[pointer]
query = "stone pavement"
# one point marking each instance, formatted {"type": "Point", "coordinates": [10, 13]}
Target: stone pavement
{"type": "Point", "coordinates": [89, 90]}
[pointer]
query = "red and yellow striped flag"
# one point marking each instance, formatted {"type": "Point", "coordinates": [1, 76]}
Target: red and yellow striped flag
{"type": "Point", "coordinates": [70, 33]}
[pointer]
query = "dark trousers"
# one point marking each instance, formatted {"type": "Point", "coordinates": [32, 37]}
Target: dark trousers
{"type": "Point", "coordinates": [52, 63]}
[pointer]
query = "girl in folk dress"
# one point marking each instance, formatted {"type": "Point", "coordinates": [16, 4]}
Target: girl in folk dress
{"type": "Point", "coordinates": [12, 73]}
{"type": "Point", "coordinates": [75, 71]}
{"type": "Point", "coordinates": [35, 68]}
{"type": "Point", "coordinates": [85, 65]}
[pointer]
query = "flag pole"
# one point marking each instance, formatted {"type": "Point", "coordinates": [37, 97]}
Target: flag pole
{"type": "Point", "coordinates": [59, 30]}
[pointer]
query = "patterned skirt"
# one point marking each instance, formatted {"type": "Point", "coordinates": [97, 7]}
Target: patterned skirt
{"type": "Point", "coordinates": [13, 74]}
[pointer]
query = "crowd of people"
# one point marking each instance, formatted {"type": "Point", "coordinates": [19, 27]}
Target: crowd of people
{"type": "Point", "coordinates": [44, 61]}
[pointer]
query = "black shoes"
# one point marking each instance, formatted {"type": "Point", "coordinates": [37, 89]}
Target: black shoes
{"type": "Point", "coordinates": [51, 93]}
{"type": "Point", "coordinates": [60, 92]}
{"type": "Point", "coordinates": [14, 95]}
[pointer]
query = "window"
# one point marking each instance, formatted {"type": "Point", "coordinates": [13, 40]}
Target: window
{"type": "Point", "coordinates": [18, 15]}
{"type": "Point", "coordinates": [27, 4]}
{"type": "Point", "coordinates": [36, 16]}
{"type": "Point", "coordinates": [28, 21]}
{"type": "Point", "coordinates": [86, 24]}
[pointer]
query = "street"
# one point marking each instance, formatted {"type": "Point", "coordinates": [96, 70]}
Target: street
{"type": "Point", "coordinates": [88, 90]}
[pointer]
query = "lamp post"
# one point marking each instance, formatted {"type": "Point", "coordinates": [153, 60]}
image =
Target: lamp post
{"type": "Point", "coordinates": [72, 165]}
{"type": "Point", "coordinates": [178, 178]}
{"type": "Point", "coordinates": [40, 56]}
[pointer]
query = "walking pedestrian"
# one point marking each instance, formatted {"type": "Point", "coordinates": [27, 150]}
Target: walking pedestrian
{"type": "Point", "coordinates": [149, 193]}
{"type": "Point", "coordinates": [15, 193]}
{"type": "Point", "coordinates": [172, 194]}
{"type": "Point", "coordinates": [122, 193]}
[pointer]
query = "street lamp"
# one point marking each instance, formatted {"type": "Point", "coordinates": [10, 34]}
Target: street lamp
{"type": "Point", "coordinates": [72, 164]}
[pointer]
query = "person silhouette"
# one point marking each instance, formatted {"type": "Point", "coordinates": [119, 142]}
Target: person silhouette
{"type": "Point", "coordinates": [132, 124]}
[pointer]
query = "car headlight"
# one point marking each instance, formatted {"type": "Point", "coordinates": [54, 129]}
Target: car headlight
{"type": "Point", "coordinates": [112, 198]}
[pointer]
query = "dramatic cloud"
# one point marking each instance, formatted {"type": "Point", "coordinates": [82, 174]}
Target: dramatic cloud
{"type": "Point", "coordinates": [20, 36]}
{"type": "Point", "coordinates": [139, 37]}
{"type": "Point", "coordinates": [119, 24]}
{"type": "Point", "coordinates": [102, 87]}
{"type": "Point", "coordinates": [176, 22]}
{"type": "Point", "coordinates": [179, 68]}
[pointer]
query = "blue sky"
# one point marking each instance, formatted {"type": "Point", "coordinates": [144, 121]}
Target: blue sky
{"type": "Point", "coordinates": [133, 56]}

• WHAT THE TASK REQUIRES:
Reproduce the listing shown above in its entirety, exactly.

• TASK ANSWER:
[pointer]
query = "stone pavement"
# one point marking each instance, formatted {"type": "Point", "coordinates": [10, 13]}
Target: stone pavement
{"type": "Point", "coordinates": [89, 90]}
[pointer]
query = "red and yellow striped flag"
# one point marking each instance, formatted {"type": "Point", "coordinates": [1, 76]}
Target: red and yellow striped flag
{"type": "Point", "coordinates": [70, 33]}
[pointer]
query = "dark trousers"
# one point marking each instance, formatted {"type": "Point", "coordinates": [32, 37]}
Target: dark trousers
{"type": "Point", "coordinates": [52, 63]}
[pointer]
query = "girl in folk dress"
# one point marking each instance, formatted {"type": "Point", "coordinates": [16, 4]}
Target: girl in folk dress
{"type": "Point", "coordinates": [12, 73]}
{"type": "Point", "coordinates": [75, 71]}
{"type": "Point", "coordinates": [35, 68]}
{"type": "Point", "coordinates": [85, 65]}
[pointer]
query = "flag pole"
# one point marking each instance, formatted {"type": "Point", "coordinates": [37, 97]}
Target: flag pole
{"type": "Point", "coordinates": [59, 30]}
[pointer]
query = "patterned skirt"
# one point marking each instance, formatted {"type": "Point", "coordinates": [97, 7]}
Target: patterned skirt
{"type": "Point", "coordinates": [13, 74]}
[pointer]
query = "crowd of people"
# one point marking each instance, formatted {"type": "Point", "coordinates": [19, 27]}
Target: crowd of people
{"type": "Point", "coordinates": [44, 61]}
[pointer]
query = "black shoes"
# one point marking each instance, formatted {"type": "Point", "coordinates": [37, 89]}
Target: black shoes
{"type": "Point", "coordinates": [51, 93]}
{"type": "Point", "coordinates": [60, 92]}
{"type": "Point", "coordinates": [14, 95]}
[pointer]
query = "window"
# one point marking each instance, formatted {"type": "Point", "coordinates": [13, 40]}
Target: window
{"type": "Point", "coordinates": [18, 15]}
{"type": "Point", "coordinates": [27, 4]}
{"type": "Point", "coordinates": [36, 16]}
{"type": "Point", "coordinates": [28, 21]}
{"type": "Point", "coordinates": [86, 24]}
[pointer]
query = "street"
# one point marking each instance, formatted {"type": "Point", "coordinates": [96, 70]}
Target: street
{"type": "Point", "coordinates": [88, 90]}
[pointer]
query = "lamp post"
# one point marking each instance, formatted {"type": "Point", "coordinates": [153, 60]}
image =
Target: lamp post
{"type": "Point", "coordinates": [72, 165]}
{"type": "Point", "coordinates": [178, 178]}
{"type": "Point", "coordinates": [40, 56]}
[pointer]
query = "walking pedestrian"
# one point marking each instance, formatted {"type": "Point", "coordinates": [27, 150]}
Target: walking pedestrian
{"type": "Point", "coordinates": [149, 193]}
{"type": "Point", "coordinates": [15, 193]}
{"type": "Point", "coordinates": [172, 194]}
{"type": "Point", "coordinates": [122, 193]}
[pointer]
query = "street lamp"
# one point marking each instance, formatted {"type": "Point", "coordinates": [10, 34]}
Target: street lamp
{"type": "Point", "coordinates": [72, 164]}
[pointer]
query = "person silhouette"
# one point marking each instance, formatted {"type": "Point", "coordinates": [119, 142]}
Target: person silhouette
{"type": "Point", "coordinates": [132, 124]}
[pointer]
query = "car headlight"
# one point marking each instance, formatted {"type": "Point", "coordinates": [54, 129]}
Target: car headlight
{"type": "Point", "coordinates": [112, 198]}
[pointer]
query = "dramatic cloud"
# one point marking each instance, formatted {"type": "Point", "coordinates": [82, 174]}
Target: dramatic cloud
{"type": "Point", "coordinates": [20, 36]}
{"type": "Point", "coordinates": [139, 37]}
{"type": "Point", "coordinates": [119, 24]}
{"type": "Point", "coordinates": [102, 87]}
{"type": "Point", "coordinates": [176, 22]}
{"type": "Point", "coordinates": [179, 68]}
[pointer]
query = "blue sky"
# one point marking each instance, formatted {"type": "Point", "coordinates": [144, 121]}
Target: blue sky
{"type": "Point", "coordinates": [133, 56]}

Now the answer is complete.